GOAL OF THE EXERCISE:
Look for the string "white" in the listing below and copy every line in which it appears.
[EXCERPTED RECORDS — start]
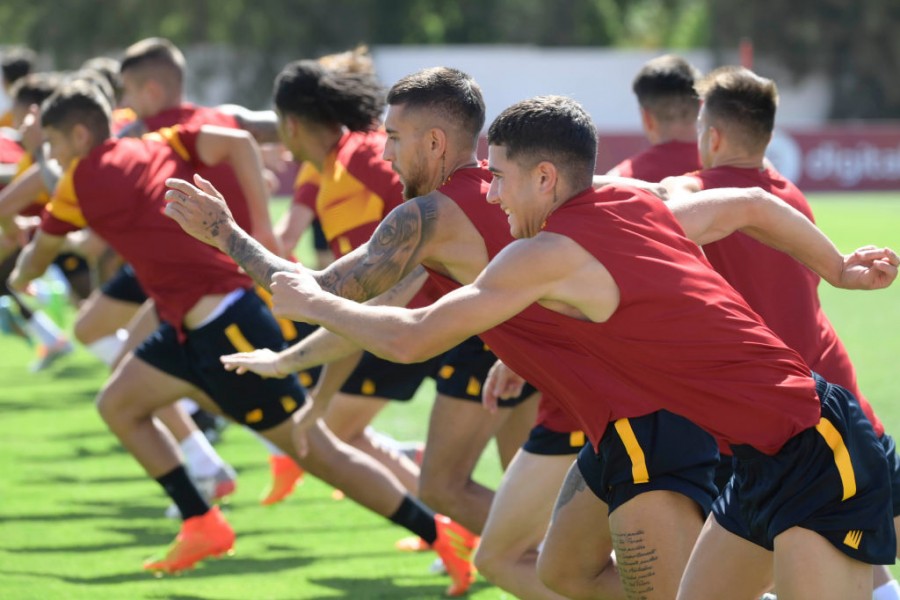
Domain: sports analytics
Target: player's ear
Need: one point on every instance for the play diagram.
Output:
(546, 175)
(437, 140)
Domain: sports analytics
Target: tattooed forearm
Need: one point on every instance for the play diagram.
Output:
(392, 253)
(255, 259)
(636, 561)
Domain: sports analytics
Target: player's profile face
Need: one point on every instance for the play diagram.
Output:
(403, 149)
(62, 147)
(509, 189)
(135, 94)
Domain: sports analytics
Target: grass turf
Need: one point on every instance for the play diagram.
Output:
(77, 514)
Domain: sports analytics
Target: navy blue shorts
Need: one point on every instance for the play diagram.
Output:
(659, 451)
(250, 399)
(890, 453)
(547, 442)
(463, 370)
(832, 479)
(380, 378)
(124, 286)
(460, 372)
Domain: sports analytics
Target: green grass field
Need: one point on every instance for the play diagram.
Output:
(77, 514)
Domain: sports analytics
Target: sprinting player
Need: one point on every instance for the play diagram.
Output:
(151, 78)
(25, 198)
(668, 102)
(328, 121)
(735, 126)
(653, 305)
(433, 122)
(206, 306)
(14, 64)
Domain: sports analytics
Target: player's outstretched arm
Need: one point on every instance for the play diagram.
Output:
(321, 347)
(238, 149)
(201, 211)
(711, 215)
(525, 272)
(22, 192)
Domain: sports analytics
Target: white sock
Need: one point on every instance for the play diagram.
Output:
(202, 460)
(887, 591)
(272, 448)
(108, 347)
(44, 328)
(188, 406)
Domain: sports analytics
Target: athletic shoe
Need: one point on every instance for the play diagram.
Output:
(11, 321)
(47, 355)
(200, 537)
(438, 567)
(286, 474)
(412, 543)
(456, 546)
(212, 488)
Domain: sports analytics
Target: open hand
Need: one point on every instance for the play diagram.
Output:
(200, 210)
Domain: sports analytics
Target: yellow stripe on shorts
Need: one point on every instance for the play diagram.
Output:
(237, 339)
(834, 440)
(635, 453)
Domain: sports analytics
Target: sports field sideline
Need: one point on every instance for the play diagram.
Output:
(77, 515)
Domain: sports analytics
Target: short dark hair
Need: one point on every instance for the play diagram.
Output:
(108, 67)
(34, 88)
(738, 99)
(17, 63)
(307, 90)
(665, 87)
(154, 53)
(551, 128)
(77, 102)
(448, 92)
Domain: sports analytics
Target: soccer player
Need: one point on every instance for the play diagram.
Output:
(206, 306)
(735, 125)
(433, 122)
(643, 326)
(15, 64)
(668, 102)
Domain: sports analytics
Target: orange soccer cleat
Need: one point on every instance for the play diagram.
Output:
(286, 474)
(200, 537)
(456, 545)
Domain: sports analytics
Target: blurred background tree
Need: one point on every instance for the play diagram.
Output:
(852, 42)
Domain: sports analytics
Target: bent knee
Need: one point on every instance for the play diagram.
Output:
(564, 581)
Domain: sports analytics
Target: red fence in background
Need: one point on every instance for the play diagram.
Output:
(838, 158)
(827, 159)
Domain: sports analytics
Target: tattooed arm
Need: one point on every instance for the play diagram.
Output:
(398, 245)
(201, 211)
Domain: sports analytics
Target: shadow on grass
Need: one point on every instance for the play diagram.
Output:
(374, 589)
(211, 568)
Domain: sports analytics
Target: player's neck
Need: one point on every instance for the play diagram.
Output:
(450, 166)
(740, 161)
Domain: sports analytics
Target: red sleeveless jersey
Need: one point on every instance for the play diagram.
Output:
(781, 290)
(118, 190)
(468, 188)
(681, 339)
(660, 161)
(222, 175)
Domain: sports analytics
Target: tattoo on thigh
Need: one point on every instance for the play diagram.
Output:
(635, 561)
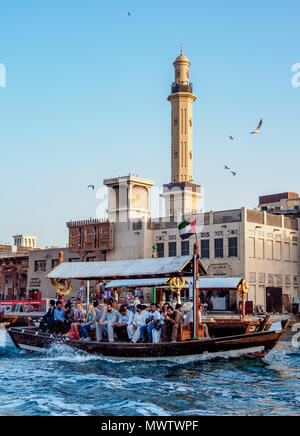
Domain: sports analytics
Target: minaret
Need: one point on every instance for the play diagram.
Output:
(182, 99)
(182, 196)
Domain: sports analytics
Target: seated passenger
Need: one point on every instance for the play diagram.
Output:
(59, 318)
(179, 308)
(90, 323)
(152, 320)
(107, 323)
(134, 329)
(78, 318)
(99, 309)
(46, 323)
(124, 320)
(171, 326)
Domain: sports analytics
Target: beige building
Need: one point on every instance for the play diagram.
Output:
(40, 264)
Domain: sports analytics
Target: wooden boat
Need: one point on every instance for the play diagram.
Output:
(252, 345)
(191, 342)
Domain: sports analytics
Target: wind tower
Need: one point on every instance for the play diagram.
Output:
(182, 195)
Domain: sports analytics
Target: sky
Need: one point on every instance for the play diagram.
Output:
(86, 99)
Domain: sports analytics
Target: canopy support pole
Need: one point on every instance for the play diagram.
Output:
(88, 292)
(196, 290)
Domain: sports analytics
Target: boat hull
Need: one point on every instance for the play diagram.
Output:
(253, 345)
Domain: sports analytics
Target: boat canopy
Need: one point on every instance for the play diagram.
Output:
(127, 269)
(206, 283)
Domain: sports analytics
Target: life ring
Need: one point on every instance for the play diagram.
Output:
(177, 283)
(243, 288)
(60, 286)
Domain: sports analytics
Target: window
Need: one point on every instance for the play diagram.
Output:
(172, 249)
(161, 250)
(185, 248)
(232, 247)
(54, 262)
(219, 252)
(269, 250)
(205, 249)
(260, 249)
(40, 265)
(252, 247)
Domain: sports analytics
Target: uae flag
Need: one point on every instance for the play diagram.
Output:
(187, 228)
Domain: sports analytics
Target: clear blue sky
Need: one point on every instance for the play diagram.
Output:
(86, 99)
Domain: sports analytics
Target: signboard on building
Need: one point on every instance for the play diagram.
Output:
(35, 283)
(91, 235)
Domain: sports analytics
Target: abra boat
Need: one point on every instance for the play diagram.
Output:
(256, 345)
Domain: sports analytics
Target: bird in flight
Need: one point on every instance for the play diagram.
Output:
(257, 130)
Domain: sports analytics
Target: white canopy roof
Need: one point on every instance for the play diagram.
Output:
(141, 268)
(205, 283)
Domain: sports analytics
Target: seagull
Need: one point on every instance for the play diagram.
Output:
(257, 130)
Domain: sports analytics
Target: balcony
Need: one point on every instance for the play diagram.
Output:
(181, 88)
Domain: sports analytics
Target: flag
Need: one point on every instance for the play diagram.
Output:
(187, 228)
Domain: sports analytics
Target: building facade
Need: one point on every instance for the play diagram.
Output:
(259, 246)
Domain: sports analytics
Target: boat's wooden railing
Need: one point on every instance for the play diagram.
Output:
(186, 331)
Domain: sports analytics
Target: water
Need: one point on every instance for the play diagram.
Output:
(62, 381)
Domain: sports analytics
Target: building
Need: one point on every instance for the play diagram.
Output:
(41, 262)
(287, 203)
(258, 246)
(14, 262)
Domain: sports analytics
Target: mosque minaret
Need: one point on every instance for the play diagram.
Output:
(182, 99)
(181, 195)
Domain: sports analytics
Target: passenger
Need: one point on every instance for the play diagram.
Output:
(190, 319)
(78, 318)
(171, 326)
(157, 332)
(107, 323)
(139, 319)
(124, 320)
(99, 309)
(48, 319)
(179, 307)
(59, 318)
(68, 317)
(136, 301)
(152, 320)
(89, 325)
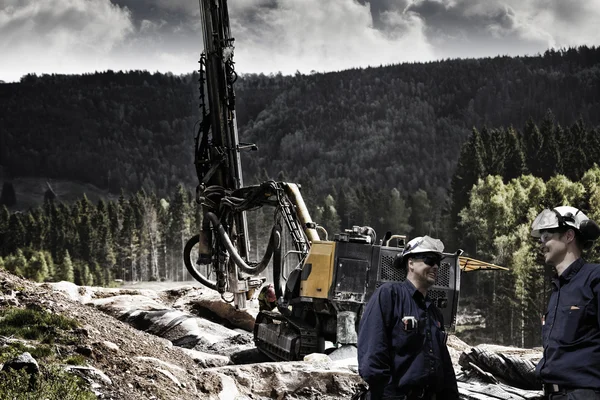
[EXCERPTED RECORDS — finish]
RESPONSE TO THE EXERCISE:
Target: white sock
Target: white canopy roof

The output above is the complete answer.